=== Task details ===
Reproduce verbatim the passage of the committee transcript from "Wednesday, 28 May" to "South, Fine Gael)".

=== Text under study ===

Oireachtas Joint and Select Committees

Wednesday, 28 May 2025

Joint Oireachtas Committee on Agriculture and Food

Engagement with Minister for Agriculture, Food and the Marine

2:00 am

Photo of Martin HeydonMartin Heydon (Kildare South, Fine Gael)

I am happy to answer them. They are really detailed but it is very important. On the Senator's first point regarding water quality, I do not for a minute want it to sound like we are putting the blame on other people. Farmers have a role to play in terms of water quality. The point we are making is farmers are making great strides in that area and we need others to make the investment across society to make sure they do that together. We have to do this and we are not denying we have a job of work to do as farmers. We are doing it. The EPA results point to that. My Department is actively encouraging and supporting farmers through the €60 million European innovation partnership, EIP, which is doing really good work, the targeted agricultural modernisation scheme, TAMS, supports and a range of other supports to help farmers in that work. Farmers can do more than one thing at once. They can improve water quality while continuing to produce top quality food.

(Dataset records)

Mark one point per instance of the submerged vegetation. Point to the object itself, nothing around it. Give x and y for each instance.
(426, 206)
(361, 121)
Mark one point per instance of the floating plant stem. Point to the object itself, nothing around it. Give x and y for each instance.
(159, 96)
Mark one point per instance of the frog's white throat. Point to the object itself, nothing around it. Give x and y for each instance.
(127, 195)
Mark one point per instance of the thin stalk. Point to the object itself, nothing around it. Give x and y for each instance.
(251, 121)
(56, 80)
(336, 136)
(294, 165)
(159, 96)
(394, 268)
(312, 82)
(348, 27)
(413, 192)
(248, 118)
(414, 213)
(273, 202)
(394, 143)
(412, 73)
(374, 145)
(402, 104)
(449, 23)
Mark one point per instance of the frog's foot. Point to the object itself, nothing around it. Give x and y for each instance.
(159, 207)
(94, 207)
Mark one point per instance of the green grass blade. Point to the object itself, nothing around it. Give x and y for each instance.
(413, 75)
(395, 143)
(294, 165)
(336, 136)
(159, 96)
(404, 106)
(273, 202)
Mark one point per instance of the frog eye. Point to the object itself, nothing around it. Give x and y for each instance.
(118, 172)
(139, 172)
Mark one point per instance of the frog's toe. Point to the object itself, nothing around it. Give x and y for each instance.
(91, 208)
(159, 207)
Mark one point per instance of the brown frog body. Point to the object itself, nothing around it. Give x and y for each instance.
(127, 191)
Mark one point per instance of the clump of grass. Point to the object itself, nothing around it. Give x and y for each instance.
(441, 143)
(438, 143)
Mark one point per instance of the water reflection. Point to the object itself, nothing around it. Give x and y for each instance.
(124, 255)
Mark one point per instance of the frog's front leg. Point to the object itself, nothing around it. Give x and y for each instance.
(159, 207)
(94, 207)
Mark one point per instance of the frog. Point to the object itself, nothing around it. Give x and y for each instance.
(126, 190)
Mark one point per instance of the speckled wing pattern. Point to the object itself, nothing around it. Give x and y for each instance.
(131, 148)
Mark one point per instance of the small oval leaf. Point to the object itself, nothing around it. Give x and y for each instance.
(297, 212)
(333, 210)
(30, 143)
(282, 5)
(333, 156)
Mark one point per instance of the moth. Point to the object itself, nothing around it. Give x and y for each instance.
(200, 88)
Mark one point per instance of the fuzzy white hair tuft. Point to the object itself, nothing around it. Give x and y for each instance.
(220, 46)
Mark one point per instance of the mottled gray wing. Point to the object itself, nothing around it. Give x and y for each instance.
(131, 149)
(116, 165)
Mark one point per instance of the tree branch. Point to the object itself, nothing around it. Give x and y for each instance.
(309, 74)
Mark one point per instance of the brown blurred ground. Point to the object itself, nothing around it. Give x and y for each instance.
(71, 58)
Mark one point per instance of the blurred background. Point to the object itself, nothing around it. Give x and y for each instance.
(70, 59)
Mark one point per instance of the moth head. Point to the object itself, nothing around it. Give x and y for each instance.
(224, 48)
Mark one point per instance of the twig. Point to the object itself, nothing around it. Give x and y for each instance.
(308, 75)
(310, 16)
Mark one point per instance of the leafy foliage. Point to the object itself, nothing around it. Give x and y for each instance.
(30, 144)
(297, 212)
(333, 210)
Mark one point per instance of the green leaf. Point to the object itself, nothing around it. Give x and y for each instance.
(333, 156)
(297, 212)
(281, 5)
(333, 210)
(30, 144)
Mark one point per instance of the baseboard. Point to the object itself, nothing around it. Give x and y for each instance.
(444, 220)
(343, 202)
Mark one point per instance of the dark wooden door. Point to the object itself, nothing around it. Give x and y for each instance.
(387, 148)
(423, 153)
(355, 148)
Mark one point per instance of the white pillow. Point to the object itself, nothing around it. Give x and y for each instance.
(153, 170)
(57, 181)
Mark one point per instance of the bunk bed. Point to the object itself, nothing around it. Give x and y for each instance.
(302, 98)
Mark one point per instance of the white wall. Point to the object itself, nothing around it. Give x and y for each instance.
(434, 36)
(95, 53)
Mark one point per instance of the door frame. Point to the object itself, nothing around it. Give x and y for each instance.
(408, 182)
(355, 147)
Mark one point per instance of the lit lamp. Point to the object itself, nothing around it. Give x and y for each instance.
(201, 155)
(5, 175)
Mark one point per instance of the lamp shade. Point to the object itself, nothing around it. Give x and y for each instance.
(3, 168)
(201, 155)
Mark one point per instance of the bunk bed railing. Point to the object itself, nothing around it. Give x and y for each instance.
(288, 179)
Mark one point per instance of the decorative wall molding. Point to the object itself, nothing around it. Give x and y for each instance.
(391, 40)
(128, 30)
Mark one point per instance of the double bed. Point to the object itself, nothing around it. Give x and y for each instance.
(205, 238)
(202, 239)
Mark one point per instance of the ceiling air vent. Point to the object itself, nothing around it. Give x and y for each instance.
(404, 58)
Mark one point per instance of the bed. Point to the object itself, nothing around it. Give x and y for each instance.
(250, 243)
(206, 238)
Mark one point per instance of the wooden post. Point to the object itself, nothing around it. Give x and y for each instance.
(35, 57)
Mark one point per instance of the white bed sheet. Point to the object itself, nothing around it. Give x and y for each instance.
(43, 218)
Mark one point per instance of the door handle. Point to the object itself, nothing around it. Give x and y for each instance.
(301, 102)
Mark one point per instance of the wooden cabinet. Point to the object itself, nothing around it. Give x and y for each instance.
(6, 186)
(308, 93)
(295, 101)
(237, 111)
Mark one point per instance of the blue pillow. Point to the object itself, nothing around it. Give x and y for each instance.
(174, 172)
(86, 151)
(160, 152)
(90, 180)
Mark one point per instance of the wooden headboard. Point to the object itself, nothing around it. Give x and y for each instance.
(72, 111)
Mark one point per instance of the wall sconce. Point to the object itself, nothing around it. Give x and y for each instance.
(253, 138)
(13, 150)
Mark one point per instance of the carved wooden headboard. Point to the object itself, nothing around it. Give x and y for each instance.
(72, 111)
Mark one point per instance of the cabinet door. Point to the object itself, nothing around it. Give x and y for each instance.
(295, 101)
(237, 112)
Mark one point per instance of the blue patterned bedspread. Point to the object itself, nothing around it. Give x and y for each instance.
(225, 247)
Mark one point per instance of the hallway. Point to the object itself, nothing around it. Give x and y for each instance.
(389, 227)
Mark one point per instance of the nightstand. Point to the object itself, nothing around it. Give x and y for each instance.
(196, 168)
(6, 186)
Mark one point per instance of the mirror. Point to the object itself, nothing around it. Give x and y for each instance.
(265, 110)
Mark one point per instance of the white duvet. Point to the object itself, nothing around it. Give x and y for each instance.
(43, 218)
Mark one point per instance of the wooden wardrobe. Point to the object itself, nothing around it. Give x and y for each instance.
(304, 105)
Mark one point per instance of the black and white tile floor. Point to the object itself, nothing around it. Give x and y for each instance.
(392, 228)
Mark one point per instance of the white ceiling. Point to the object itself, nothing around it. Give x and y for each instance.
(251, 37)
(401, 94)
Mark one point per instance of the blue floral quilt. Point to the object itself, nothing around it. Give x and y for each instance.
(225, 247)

=== Task response ===
Wednesday, 28 May 2025

Joint Oireachtas Committee on Agriculture and Food

Engagement with Minister for Agriculture, Food and the Marine

2:00 am

Photo of Martin HeydonMartin Heydon (Kildare South, Fine Gael)